• [TEXT PROVIDED]
%%

The film is based on Shrikanth Murthy’s The Last Hurrah, inspired by the real-life story of chess player Kolavennu Venkatesh who, helped by his mother K Sujatha, petitioned for euthanasia so that he could donate his organs. Venkatesh suffered from Duchenne Muscular Dystrophy, which causes muscle degeneration and eventually leads to death. He wanted to donate his organs while they were viable to be harvested. 

The Venky of the film is a happy, Bollywood-loving, chess-playing youngster who has a film dialogue for every occasion. The first half, rather elaborately, introduces us to the characters and their dynamics. His equation with his doctor (Rajeev Khandelwal), nurse (Mala Parvathi), sister (Ridhi Kumar), sweetheart (Aneet Padda), and even spiritual guide (Ananth Mahadevan) are all explored… but does the audience need to know the arc of every relationship? The script by Sammeer Arora and Kausar Munir seems all over the place, distractingly, and melodramatically so in the first half. 

The second half makes up for the first when we see more characters come in and the action picks up pace. Sujatha files a case seeking euthanasia on behalf of her son — it is his ‘last wish’. Rahul Bose is the lawyer Parvez who takes on a case knowing that he will, most likely, lose.

There are no pretences of providing definitive answers about the right or wrong of euthanasia. However as the narrative moves forward, one finds oneself rooting for Venky’s cause because of the purity of his intention. But since we are in the future, we know the outcome.

%%

• [INFORMATION SHOWN]
%%

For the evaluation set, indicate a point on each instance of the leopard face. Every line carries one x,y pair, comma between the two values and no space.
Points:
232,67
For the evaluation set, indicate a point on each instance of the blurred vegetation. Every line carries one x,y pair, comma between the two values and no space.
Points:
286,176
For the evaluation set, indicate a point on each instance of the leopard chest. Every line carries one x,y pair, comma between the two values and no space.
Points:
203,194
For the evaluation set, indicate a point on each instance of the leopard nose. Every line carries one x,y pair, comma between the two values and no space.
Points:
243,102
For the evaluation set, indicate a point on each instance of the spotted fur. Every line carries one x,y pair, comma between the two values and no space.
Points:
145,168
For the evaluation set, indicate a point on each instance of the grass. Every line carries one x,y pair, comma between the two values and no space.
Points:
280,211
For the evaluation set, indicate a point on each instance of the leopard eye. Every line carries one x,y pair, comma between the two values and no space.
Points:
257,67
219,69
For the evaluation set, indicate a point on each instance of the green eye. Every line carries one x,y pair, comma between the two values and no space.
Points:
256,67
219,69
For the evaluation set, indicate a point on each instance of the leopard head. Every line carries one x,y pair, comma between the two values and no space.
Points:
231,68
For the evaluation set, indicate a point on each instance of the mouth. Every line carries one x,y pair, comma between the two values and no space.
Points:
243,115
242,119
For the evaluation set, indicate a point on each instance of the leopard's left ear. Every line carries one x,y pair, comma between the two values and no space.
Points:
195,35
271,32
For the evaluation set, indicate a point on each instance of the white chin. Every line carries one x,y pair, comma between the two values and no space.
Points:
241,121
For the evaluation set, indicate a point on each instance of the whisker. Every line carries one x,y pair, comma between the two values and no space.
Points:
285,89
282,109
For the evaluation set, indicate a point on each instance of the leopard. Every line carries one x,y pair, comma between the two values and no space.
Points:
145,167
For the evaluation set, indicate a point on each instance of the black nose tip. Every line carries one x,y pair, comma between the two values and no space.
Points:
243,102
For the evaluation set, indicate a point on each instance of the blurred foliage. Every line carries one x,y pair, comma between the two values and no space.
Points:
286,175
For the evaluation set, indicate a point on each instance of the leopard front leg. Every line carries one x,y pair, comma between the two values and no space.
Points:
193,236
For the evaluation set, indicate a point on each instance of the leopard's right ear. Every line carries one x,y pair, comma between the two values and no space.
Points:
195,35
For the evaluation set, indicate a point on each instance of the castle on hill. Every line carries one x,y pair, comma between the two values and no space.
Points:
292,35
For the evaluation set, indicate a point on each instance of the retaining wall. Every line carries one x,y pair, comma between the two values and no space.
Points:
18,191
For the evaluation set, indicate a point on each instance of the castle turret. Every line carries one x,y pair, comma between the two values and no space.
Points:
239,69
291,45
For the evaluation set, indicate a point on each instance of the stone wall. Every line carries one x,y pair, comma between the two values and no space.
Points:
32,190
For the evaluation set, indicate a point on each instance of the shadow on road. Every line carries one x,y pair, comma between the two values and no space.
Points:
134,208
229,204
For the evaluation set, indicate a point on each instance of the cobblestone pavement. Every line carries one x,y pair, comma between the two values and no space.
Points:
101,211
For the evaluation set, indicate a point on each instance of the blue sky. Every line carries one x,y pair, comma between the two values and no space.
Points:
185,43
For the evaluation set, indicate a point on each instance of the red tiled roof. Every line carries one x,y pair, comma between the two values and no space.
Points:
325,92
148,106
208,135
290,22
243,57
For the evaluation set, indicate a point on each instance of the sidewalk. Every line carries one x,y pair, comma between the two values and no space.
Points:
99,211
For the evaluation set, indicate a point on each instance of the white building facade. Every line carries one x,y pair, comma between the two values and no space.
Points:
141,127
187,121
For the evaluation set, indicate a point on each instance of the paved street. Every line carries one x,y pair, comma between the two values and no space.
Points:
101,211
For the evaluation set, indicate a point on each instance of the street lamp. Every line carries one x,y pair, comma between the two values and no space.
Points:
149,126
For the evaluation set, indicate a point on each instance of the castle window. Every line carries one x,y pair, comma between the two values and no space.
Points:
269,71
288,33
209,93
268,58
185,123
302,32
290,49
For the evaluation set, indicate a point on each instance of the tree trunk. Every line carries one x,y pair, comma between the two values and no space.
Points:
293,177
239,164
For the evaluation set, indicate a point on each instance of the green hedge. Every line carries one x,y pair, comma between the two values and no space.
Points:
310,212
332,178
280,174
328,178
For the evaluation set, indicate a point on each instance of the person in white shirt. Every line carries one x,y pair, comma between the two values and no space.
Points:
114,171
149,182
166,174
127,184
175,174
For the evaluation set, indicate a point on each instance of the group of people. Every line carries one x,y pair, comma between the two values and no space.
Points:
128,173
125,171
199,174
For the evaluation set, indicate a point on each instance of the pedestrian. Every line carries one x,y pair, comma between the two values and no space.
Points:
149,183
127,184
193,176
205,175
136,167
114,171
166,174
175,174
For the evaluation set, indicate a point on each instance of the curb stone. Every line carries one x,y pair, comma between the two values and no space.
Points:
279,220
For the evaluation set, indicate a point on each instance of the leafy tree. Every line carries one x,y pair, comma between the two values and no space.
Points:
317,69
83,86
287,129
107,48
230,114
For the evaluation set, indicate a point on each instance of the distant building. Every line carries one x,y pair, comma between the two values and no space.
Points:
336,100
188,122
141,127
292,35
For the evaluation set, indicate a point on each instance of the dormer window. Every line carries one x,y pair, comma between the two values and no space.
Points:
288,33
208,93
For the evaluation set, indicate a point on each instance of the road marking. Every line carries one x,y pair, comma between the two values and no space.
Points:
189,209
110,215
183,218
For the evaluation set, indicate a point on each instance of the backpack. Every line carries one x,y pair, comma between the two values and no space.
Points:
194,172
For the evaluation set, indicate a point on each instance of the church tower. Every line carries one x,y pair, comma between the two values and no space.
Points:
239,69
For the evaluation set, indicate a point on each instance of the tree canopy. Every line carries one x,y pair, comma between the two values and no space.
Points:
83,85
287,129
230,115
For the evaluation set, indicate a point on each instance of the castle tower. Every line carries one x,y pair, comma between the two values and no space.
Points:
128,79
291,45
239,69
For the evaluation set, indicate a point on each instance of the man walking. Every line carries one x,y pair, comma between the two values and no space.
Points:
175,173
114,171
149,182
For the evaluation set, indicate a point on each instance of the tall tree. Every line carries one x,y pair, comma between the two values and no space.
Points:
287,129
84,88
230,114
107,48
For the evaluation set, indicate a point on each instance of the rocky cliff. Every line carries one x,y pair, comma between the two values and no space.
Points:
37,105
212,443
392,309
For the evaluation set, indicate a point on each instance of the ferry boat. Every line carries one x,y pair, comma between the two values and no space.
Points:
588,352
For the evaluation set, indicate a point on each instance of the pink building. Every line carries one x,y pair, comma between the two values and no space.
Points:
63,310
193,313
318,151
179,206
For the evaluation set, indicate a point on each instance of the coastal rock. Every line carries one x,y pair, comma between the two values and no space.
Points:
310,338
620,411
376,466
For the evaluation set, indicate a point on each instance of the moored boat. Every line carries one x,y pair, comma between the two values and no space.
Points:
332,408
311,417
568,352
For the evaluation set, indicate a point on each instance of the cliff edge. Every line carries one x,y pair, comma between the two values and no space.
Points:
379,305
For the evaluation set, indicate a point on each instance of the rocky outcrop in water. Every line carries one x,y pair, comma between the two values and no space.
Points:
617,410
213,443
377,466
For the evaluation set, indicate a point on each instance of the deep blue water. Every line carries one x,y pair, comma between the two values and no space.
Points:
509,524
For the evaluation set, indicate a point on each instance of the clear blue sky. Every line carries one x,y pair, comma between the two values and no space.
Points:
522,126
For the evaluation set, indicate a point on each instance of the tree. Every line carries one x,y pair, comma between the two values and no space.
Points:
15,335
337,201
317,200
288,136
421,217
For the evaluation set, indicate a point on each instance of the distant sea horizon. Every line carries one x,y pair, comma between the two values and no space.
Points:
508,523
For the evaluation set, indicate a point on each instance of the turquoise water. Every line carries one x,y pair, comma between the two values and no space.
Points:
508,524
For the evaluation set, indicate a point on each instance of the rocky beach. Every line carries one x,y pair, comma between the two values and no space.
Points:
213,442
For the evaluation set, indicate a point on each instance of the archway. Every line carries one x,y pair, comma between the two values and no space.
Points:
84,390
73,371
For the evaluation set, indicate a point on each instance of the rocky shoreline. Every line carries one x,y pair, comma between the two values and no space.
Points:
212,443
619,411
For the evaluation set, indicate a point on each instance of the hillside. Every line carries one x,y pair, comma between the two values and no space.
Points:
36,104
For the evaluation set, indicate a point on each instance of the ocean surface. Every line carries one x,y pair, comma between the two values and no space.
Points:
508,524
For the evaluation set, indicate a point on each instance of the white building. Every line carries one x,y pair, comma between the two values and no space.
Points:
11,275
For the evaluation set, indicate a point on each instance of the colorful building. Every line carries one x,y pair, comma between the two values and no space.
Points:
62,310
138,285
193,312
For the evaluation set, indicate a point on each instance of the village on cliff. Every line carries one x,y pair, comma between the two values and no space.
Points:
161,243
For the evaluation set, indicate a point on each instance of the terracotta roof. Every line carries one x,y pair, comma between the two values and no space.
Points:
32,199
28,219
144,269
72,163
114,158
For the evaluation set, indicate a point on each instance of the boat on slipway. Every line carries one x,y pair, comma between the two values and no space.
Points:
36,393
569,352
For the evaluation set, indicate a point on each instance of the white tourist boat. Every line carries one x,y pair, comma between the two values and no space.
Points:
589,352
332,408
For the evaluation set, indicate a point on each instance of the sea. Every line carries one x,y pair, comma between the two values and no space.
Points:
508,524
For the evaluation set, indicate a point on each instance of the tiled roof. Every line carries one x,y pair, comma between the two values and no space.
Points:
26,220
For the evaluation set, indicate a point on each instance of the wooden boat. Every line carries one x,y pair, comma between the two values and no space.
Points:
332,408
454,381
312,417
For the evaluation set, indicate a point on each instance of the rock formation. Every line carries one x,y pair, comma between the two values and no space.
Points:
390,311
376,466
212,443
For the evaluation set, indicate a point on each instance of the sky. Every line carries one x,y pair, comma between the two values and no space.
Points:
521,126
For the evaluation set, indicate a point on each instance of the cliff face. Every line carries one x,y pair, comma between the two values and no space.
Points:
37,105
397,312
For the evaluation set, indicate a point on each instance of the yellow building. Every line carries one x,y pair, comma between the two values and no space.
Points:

%%

• [WORK REQUIRED] Could you extend the review of the euthanasia film, picking up right after its last sentence and keeping its voice?

• [RIGHT ANSWER]
Full marks for the choice of actors who deliver what the script demands; Rahul Bose and Priya Mani as lawyers on opposing sides, Aahana Kumra as the journalist helping the ‘cause’, Prakash Raj as the judge who hears the case, Aneet Padda (who is especially noteworthy) as Venky’s blind sweetheart, and Ridhi as the estranged sister who is back with her mother and brother. Malayalam actor Mala Parvathi is lovable as (what else?) the nurse Sister Clara who looks after Venky. Having to act with Kajol, Vishal has a tough act (pun unintended) to follow. If you expect to see Aamir Khan, don’t hold your breath, it is just a cameo.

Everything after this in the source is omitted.